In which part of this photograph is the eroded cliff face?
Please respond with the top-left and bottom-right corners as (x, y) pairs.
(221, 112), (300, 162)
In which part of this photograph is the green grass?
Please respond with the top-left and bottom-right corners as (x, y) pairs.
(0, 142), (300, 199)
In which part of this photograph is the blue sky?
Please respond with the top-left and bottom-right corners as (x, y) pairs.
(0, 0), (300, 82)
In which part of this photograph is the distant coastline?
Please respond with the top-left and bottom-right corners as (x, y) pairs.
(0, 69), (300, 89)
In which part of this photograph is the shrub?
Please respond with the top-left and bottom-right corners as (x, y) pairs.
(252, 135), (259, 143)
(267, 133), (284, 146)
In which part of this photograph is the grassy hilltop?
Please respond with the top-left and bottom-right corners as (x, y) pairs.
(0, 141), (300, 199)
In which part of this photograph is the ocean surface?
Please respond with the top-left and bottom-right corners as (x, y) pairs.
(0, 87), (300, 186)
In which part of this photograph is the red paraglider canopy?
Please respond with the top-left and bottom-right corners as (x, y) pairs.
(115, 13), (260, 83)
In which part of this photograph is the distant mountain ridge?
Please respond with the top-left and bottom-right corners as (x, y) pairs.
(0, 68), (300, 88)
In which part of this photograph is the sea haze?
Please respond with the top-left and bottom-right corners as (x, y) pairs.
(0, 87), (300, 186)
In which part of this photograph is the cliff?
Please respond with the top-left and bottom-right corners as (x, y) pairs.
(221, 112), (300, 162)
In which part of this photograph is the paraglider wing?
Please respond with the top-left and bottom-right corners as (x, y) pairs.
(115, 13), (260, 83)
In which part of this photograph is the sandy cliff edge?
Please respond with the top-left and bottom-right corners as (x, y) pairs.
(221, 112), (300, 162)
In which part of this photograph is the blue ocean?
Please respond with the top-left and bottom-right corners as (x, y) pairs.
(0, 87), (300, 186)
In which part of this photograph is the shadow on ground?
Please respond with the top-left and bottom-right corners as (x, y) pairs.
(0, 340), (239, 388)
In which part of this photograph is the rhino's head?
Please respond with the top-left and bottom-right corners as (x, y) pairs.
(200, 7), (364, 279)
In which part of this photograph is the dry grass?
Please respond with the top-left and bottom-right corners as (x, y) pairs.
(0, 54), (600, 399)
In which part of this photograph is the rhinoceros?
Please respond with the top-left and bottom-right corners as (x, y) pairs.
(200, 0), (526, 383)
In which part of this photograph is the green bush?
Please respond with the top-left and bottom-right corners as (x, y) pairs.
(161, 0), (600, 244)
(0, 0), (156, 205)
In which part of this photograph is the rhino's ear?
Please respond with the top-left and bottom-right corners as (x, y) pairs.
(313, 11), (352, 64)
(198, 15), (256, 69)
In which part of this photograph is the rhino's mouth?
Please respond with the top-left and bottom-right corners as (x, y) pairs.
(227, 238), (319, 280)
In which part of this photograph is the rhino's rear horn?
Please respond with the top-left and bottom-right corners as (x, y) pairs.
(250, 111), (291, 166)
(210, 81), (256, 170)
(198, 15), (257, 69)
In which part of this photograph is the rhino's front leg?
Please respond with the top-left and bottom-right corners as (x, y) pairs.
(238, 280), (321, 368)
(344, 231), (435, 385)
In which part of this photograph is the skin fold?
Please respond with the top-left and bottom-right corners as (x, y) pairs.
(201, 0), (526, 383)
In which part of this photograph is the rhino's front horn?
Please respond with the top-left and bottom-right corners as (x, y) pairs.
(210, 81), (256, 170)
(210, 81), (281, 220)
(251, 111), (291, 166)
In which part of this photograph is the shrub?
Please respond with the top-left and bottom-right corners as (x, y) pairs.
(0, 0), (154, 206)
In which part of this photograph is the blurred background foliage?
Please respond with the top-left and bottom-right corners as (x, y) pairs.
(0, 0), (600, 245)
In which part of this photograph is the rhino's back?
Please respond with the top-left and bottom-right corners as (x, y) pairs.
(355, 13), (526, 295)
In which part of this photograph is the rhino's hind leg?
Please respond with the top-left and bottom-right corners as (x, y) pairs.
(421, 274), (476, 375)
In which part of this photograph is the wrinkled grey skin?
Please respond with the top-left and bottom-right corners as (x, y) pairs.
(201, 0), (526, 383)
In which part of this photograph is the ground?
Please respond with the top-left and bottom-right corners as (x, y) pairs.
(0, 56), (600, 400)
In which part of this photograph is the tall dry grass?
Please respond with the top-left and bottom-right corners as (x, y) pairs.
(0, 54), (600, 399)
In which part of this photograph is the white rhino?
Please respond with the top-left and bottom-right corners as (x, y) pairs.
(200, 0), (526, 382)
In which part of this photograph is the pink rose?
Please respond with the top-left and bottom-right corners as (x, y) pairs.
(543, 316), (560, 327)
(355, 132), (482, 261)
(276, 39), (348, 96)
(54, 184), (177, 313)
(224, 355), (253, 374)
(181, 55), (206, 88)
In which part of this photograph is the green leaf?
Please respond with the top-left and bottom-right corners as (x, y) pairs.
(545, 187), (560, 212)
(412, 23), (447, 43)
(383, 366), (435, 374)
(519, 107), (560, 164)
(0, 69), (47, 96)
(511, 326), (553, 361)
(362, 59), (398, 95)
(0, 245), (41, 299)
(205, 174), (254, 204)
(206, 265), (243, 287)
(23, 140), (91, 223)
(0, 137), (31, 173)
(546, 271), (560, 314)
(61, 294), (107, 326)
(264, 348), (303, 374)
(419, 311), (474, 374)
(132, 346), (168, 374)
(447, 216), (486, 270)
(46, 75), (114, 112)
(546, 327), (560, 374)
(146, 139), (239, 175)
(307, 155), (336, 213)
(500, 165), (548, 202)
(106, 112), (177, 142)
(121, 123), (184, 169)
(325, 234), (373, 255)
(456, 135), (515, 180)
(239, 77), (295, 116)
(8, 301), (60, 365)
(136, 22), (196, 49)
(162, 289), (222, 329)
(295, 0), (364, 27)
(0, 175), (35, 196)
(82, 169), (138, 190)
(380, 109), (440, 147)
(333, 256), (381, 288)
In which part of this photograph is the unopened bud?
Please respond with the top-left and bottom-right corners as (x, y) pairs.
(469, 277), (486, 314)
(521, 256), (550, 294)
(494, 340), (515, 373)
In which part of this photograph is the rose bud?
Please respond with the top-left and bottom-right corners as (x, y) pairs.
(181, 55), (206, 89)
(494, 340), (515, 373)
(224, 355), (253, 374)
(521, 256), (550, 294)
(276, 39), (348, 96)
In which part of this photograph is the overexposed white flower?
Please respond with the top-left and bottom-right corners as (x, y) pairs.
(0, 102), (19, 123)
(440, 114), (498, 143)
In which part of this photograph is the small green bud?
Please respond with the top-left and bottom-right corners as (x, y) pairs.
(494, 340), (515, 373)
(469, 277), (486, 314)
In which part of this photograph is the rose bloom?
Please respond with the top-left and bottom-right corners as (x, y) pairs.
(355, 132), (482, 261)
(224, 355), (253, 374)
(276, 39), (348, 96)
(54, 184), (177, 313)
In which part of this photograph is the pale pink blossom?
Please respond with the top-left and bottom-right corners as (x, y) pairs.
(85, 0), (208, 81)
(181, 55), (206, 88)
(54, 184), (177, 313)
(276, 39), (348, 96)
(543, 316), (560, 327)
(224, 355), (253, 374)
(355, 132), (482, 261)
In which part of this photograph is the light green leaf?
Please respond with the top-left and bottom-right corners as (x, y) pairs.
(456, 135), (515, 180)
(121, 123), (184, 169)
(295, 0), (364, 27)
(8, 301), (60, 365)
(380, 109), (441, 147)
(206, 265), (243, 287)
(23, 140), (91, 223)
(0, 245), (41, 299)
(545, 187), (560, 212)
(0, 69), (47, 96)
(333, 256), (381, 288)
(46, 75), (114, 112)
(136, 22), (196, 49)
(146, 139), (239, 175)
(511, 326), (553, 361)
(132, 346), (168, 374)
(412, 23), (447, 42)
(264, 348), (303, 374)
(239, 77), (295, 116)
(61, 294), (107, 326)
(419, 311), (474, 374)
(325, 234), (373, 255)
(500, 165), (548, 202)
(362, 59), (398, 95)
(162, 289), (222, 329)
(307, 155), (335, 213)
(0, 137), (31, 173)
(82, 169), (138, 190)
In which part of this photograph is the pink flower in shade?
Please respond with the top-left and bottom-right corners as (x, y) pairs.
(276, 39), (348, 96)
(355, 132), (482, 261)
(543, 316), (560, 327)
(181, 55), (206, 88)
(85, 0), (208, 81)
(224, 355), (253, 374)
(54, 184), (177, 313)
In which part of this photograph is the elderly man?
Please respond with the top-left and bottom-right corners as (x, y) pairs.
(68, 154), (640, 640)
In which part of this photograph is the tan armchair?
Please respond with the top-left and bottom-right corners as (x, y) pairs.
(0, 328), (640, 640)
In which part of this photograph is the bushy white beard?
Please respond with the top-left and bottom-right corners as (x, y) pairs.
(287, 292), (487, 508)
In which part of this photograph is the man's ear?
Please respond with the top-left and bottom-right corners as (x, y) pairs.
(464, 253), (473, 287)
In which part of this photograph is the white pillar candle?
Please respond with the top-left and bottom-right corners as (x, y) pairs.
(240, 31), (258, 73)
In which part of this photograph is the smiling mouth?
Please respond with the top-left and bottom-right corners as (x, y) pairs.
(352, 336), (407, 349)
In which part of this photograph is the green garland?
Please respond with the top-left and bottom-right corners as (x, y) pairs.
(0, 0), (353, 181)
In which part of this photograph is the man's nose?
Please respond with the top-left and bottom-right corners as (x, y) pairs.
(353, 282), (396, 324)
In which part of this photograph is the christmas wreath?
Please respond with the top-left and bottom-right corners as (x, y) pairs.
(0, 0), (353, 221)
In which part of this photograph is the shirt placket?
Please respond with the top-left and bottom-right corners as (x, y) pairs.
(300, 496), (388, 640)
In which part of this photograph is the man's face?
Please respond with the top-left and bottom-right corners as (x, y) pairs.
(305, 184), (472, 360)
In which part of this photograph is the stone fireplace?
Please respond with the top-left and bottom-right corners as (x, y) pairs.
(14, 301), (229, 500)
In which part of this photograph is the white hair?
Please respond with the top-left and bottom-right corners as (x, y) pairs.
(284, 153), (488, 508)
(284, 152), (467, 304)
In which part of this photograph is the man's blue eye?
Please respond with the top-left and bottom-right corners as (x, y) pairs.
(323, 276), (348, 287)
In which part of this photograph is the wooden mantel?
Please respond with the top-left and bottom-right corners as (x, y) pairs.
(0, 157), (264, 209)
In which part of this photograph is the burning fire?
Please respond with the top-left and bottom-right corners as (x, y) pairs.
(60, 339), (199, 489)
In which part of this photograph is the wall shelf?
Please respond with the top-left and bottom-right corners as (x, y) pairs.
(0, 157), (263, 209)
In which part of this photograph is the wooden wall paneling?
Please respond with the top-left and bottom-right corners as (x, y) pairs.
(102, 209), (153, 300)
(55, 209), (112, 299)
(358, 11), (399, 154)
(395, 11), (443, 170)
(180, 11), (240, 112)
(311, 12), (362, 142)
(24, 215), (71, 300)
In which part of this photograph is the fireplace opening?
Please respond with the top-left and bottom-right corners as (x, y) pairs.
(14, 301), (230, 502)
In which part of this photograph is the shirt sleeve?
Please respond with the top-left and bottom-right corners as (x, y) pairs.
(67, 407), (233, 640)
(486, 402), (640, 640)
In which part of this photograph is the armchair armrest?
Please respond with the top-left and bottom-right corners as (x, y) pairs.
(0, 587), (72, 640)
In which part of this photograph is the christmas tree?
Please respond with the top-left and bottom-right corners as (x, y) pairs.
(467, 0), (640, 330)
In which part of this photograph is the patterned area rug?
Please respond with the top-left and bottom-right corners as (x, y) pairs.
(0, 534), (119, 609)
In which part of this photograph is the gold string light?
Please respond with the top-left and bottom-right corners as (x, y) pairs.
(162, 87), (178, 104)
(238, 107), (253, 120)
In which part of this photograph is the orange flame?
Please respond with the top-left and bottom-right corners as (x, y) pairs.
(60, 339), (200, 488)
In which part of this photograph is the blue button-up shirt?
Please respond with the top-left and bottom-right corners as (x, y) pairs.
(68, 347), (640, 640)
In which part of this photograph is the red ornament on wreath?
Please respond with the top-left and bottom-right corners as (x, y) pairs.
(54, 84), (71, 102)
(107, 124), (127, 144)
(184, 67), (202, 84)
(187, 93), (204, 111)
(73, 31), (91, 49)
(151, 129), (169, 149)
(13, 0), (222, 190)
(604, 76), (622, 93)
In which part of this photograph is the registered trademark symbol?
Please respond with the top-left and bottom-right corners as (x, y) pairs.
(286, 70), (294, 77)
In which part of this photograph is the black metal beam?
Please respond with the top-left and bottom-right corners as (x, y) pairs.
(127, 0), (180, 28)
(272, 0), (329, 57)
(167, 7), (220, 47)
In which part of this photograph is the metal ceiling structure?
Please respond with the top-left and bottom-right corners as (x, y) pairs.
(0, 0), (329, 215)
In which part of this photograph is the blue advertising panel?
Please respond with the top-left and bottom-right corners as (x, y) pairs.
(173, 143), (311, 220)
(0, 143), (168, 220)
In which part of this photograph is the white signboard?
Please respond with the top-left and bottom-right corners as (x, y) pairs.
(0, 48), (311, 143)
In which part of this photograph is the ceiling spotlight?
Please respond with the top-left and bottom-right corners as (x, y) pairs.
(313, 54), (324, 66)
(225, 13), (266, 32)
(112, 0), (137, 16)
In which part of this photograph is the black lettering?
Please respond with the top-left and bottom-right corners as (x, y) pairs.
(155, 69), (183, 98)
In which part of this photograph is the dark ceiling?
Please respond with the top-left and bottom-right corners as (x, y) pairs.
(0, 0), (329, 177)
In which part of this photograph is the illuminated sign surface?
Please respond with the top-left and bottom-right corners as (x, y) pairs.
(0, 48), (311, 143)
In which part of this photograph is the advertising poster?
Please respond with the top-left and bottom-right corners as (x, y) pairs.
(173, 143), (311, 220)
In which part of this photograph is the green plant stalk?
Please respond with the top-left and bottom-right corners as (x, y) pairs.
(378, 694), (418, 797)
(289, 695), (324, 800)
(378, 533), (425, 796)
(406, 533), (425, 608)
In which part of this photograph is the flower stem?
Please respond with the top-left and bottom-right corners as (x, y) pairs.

▸ WRITTEN EXERCISE: Rewrite the records starting with the line that contains "In which part of this photograph is the patterned" and going on through the line that contains "(60, 339), (200, 488)", swapping "orange flame" for "yellow flame" and leaving everything else unchanged.

▸ EXERCISE SOLUTION:
In which part of this photograph is the patterned area rug?
Please respond with the top-left and bottom-right corners as (x, y) pairs.
(0, 534), (119, 609)
In which part of this photograph is the gold string light?
Please respond with the top-left and bottom-right corners as (x, y) pairs.
(162, 87), (178, 104)
(238, 107), (253, 120)
In which part of this photograph is the yellow flame?
Please respond with the top-left and bottom-right corners as (x, y) pairs.
(60, 339), (200, 488)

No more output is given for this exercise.